Фрагмент страницы:

Схожи-несхожи, а возвращение в прошлое невозможно не только по геополитическим показаниям. Первая строфа, которую я цитировал да недоцитировал в скобках, заканчивается строкой – «Где ты вянешь день ото дня». То есть, начиная мысленный эксперимент «возможная встреча», герой сразу понимал, чем закончится эксперимент, и подстелил соломки: героиня-то в любом случае вянет, чего там.
Но дело, конечно, в герое.
На Ганина каждую весну напрыгивает «тоска по новой чужбине»: сказано лаконично и справедливо.
«Утрату сладостно прославлю» - обещал Сирин в раннем стихотворении, и не обманул, славил и славил.
Мартын Эдельвейс долго мусолит слово «изгнанник», переживая всеми фибрами сей «сладчайший звук». Страницей позже его состояние описывается как «блаженство духовного одиночества», несколькими страницами раньше шла речь о «чувстве богатого одиночества среди толпы».
И много-много железной дороги.
Сразу в «Машеньке» усадьба похожа на перрон с колоннами, а в стихах еще раньше: я незнакомые люблю вокзалы… люблю вокзалов призраки, печаль… прощаний отзвук, может быть обманы… зеленый луч кидает семафор…
В «Письме в Россию» герой хоть и счастлив бродить по берлинским улицам, но, когда он видит поезд, ему непременно хочется куда-нибудь ехать. А ведь Берлин тем отличается от Петербурга, что в нашей столице поезд смирно утыкается рыльцем в вокзальный тупик, а в немецкой все время проносится над улицами, над головами и перед глазами прохожих, терзая тонкие струны души: то есть ехать сиринскому герою хочется всегда.
Более того, когда он уже едет, ему начинает хотеться хотеть ехать.
- Соприкосновение между экспрессом и городом давало мне повод вообразить себя вон тем пешеходом и за него пьянеть от вида длинных карих романтических вагонов…
Герой внутри исполнившейся мечты, блестящей оливковыми вагонами, но вспоминает, что предвкушение было полнее реализации.

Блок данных
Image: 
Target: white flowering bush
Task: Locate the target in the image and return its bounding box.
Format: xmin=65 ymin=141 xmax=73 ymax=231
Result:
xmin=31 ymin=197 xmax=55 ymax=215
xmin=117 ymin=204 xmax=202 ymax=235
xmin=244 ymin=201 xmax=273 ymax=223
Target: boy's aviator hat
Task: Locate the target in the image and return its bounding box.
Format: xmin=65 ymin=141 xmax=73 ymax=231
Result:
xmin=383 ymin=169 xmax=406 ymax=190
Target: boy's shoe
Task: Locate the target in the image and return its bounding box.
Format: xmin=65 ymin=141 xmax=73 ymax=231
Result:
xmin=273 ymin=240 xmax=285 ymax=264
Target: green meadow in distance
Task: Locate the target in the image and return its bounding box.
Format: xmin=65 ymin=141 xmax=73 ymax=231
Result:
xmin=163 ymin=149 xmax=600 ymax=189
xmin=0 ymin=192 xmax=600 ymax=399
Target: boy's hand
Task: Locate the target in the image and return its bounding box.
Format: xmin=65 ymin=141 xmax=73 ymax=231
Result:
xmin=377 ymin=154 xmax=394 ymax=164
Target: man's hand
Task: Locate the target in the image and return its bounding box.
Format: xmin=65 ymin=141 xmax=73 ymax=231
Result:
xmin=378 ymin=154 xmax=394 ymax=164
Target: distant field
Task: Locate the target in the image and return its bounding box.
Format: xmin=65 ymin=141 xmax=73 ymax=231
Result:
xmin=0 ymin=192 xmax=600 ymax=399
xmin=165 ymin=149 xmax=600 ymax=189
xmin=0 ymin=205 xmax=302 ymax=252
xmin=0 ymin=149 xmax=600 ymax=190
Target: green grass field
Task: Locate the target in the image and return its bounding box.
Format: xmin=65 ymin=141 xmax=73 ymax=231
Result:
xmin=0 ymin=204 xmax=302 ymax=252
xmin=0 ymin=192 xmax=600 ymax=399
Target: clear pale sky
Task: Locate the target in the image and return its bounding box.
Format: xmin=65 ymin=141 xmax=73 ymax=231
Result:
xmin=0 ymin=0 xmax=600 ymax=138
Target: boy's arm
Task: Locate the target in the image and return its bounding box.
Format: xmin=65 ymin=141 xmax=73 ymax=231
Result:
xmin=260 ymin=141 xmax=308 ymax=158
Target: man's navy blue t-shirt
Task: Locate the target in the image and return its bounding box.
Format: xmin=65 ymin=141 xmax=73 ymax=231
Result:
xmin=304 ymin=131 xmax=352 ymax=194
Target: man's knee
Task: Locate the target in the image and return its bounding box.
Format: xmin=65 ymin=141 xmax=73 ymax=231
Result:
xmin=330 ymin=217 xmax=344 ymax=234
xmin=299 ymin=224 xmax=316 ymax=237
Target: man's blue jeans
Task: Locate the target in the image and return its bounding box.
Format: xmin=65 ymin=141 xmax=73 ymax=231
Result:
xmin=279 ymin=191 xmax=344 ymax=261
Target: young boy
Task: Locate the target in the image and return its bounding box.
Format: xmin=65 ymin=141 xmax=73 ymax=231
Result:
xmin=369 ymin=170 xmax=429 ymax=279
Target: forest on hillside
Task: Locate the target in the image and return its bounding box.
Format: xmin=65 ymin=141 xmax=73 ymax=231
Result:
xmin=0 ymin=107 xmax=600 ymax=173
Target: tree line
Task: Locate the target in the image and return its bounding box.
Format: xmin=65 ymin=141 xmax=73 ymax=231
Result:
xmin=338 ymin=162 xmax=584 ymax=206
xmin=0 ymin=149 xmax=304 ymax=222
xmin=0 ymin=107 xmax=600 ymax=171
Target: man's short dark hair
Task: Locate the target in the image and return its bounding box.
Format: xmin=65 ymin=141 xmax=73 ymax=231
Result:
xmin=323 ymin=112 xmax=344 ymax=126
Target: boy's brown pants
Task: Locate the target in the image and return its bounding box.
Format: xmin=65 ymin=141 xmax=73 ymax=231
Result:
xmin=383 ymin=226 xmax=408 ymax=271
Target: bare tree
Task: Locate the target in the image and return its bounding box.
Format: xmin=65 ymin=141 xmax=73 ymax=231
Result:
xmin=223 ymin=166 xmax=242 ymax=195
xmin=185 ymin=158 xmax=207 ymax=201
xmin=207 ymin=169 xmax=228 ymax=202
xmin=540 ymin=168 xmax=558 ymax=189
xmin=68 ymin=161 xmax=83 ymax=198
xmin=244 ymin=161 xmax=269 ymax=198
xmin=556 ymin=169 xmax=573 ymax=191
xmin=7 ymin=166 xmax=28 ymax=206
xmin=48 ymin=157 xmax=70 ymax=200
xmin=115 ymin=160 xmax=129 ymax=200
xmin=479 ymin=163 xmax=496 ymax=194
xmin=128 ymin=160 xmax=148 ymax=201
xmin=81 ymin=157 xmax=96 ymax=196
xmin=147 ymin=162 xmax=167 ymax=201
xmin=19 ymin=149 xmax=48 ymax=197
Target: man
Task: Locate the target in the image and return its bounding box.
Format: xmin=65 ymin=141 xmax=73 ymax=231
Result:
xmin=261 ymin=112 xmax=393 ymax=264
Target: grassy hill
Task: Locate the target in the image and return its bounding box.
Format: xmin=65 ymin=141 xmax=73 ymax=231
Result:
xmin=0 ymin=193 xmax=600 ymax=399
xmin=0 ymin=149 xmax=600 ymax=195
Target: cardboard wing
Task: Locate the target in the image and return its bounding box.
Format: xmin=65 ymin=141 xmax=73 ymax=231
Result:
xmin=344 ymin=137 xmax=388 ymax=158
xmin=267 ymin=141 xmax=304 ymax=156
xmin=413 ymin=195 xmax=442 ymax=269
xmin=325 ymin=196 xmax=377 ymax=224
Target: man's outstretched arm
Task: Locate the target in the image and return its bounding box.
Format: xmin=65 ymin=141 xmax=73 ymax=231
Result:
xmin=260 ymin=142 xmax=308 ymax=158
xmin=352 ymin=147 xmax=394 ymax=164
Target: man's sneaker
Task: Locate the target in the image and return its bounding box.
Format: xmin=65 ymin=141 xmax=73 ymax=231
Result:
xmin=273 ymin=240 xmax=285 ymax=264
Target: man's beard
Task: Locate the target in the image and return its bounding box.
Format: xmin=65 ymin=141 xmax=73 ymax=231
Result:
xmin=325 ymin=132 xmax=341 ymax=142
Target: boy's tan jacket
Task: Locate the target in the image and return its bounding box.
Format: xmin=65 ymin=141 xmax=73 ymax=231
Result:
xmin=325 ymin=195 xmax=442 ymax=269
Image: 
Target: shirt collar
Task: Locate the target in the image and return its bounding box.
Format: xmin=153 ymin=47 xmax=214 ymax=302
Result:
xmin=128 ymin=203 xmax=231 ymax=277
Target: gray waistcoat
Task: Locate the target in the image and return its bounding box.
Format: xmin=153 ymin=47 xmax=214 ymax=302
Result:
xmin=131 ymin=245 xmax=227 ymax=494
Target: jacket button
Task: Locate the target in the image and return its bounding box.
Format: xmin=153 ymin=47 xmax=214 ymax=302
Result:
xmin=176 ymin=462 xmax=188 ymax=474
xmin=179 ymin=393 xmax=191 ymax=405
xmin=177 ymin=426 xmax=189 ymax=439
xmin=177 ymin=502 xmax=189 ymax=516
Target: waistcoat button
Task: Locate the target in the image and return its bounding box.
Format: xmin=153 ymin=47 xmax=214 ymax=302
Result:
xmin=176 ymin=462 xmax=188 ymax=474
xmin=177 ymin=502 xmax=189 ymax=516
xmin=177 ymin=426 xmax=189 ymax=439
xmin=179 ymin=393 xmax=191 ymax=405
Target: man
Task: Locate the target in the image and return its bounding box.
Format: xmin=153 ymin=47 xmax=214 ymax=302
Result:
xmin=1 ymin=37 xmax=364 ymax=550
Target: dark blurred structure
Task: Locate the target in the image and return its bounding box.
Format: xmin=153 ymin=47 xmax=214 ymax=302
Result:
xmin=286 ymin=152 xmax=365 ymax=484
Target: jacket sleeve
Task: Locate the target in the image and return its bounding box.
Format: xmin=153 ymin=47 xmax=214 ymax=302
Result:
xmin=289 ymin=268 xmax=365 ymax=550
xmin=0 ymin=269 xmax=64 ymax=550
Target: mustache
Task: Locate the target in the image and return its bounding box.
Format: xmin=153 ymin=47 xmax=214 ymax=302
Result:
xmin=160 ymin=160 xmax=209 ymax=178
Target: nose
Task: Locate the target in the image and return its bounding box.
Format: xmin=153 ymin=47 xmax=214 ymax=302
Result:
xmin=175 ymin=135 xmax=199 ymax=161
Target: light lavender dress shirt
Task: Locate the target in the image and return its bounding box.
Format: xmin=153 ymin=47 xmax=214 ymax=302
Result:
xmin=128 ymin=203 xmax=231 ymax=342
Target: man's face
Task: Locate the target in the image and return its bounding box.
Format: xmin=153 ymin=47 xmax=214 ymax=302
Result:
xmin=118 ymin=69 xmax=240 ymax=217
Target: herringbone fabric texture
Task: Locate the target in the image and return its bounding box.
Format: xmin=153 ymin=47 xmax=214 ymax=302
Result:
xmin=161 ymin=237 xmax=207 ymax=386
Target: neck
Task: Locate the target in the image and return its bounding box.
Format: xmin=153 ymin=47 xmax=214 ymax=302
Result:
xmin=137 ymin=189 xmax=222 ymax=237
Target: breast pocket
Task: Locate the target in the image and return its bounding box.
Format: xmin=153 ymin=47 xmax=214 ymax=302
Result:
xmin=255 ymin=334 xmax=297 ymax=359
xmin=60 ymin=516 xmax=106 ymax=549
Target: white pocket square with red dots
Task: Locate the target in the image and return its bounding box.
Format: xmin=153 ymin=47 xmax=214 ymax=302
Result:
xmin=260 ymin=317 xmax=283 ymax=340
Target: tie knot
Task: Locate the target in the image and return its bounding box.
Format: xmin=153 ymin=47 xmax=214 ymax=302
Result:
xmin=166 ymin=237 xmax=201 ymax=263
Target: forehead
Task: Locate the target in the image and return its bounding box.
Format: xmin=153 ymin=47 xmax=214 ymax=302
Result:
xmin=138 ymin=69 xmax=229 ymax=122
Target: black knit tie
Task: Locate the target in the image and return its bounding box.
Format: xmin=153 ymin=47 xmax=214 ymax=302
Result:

Задание: Продолжите фрагмент о сиринских героях и их тяге к железной дороге, начиная сразу после его последнего предложения. Приведённые данные здесь никак не используются.

Ответ:
Так бедный энтомолог Пильграм, ни разу не выбравшийся в экзотические широты на волшебную охоту, бесится, слушая коллегу, повествующего, где и при каких обстоятельствах он словил ту или иную бабочку. Пильграму – думаю, небезосновательно - казалось,  что рассказчик совершенно равнодушен, пресыщен дальними странствиями и должно быть не испытывал ничего, когда утром, в первый день приезда, выходил с сачком в степь.
Предвкушение пути и его начало вызывают эмоции сильнее, чем сам путь.
В «Пассажире» повествователь признается, что очень любит дорожное новоселье, холодноватое белье на койке, фонари станции, которые тронувшись, медленно проходят за черным стеклом окна.
Станционные фонари и отчаливающие перроны в прозе Сирина - стадами. Важна минута, когда отдаются швартовы, когда все удовольствие еще впереди.
Ганину, залезшему в поезд в последних строчках «Машеньки», сразу делается уютно и покойно, но он, ни секунды не медля, с приятным волненьем подумал о том, как без всяких виз проберется через границу. Наслаждается не дорогой, а мыслью о следующей дороге, хотя эта-то еще едва началась.
И так далее: к середине и концу тридцатых все эти эмоции в силе. Яша Чернышевский в «Даре» встречает с друзьями новый год на вокзале. Герой «Посещения музея» вспоминает, «как странно горели лиловые сигнальные огни во мраке за веером мокрых рельсов, как сжималось мое бедное сердце…»
И жаль, что не во всякий поезд залезешь:

Ах, чувствую в ногах отяжелевших,
как без меня уходят поезда, -
и сколько стран, еще меня не гревших,
где мне не жить, не греться никогда!

Шахматист Лужин погиб, конечно, в результате метафизического разлада, но мог не погибнуть, отправься с женой в разумно запланированное, но бездарно отложенное путешествие.
А так, глядишь, напитался бы дорожным волнением, новыми впечатлениями.
Ведь, как справедливо замечал Лужин-старший, “проснувшись в чужом городе, ожидаешь, еще не раскрыв век, необыкновенного сияющего утра”.
Оно все так, но снова речь об ожидании, а не о его воплощении.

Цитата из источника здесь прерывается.